[Task to carry out]
Copy out all of the lines below, requests included, scaling every x and y coordinate in the answers by 1.95 and rounding each to a whole number, with halves rounded up. Leave the numbers in the requests and their format samples unchanged.

[Extracted information]
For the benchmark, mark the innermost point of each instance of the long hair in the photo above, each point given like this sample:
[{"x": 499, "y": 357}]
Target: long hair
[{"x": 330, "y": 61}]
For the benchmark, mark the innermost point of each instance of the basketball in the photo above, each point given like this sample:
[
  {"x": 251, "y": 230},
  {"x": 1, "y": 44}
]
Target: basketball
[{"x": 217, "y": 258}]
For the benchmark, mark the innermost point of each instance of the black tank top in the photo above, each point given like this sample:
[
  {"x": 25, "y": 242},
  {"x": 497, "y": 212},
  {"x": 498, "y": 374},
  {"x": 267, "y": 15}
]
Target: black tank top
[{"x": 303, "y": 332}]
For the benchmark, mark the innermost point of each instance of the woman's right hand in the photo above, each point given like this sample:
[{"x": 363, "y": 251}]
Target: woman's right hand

[Exercise response]
For the benchmark, mark the innermost point of each instance of the long hair in the photo above, each point given like this sample:
[{"x": 499, "y": 357}]
Target: long hair
[{"x": 644, "y": 119}]
For the benchmark, mark the innermost point of each instance of the basketball in the photo above, each point given like this sample:
[
  {"x": 251, "y": 230},
  {"x": 1, "y": 44}
]
Target: basketball
[{"x": 423, "y": 503}]
For the benchmark, mark the innermost point of each instance of the black tank top in the photo above, each point given like this sample:
[
  {"x": 25, "y": 242},
  {"x": 497, "y": 212},
  {"x": 498, "y": 374},
  {"x": 267, "y": 15}
]
Target: black tank top
[{"x": 591, "y": 647}]
For the benchmark, mark the innermost point of each instance of the woman's right hand in the photo above, each point given like this sample:
[{"x": 363, "y": 251}]
Target: woman's right hand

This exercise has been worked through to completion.